--- START OF READING PASSAGE ---

Milkdrop is amazing, no doubt there, but it can be very taxing on a system, specially if you turn all bells and whistles on both Milkdrop and GPU graphical settings.


----------



## LingLing1337

Quote: 





music_man said:


> tried completely maxing out a cray at work. omg! it is freeakin amazing. it was using 70% cpu power on a 80 grand machine lol. my i7 cannot do it. i had the highest mesh and fps going. i was amazed at what i saw.


 


  ?????
   
  I have mine "maxed out", but it doesn't use all of my CPU/GPU (i3-540/GTX470). Highest mesh but 30 fps, which is what my screen can display. It probably does look pretty cool with unlimited FPS tho.


----------



## Roller

Quote: 





lingling1337 said:


> ?????
> 
> I have mine "maxed out", but it doesn't use all of my CPU/GPU (i3-540/GTX470). Highest mesh but 30 fps, which is what my screen can display. It probably does look pretty cool with unlimited FPS tho.


 
   
   
  I'm definitely not understanding. How can your screen only support 30fps??? And maxing out settings means no canvas stretch, maximum mesh size, and cranking up AA and AF on the GPU control panel, but that's overkill, and there are talks about AA doing bad things for user messages.


----------



## LingLing1337

Ow wow durr my screen is 60hz... that means I should be using 60fps....


----------



## Roller

Ahhh 
	

	
	
		
		

		
			





 I was really fearing that I some different kind of monitors were around that I wasn't aware of. Well, you can set basically any fps settings, from 1fps to unlimited, but I recommend you setting it between 30 and 60, as effects were made with that range in mind.


----------



## music_man

i think if you max the fps and everything plus max the gpu with tesselation and such an i3 is not going to do it. since my i7-2600k can't.

--- END OF READING PASSAGE ---
--- START OF RECORDED INFORMATION ---

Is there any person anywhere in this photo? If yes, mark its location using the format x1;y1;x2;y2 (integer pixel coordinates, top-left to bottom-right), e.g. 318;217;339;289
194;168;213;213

--- END OF RECORDED INFORMATION ---

■ PROBLEM SET
A: Answer these questions about the Milkdrop thread:
(i) Which CPU and GPU does LingLing1337 name as their own?
(ii) What refresh rate does LingLing1337 give for their screen?
(iii) Within what fps range does Roller recommend setting Milkdrop?
B: Return the stretch of the Milkdrop thread from "I was really" through "range in mind.", word for word.
The listing above comes from a separate source.

■ RESULTS BY TASK
A:
(i) An i3-540 CPU and a GTX470 GPU.
(ii) 60hz.
(iii) Between 30 and 60 fps.

B:
I was really fearing that I some different kind of monitors were around that I wasn't aware of. Well, you can set basically any fps settings, from 1fps to unlimited, but I recommend you setting it between 30 and 60, as effects were made with that range in mind.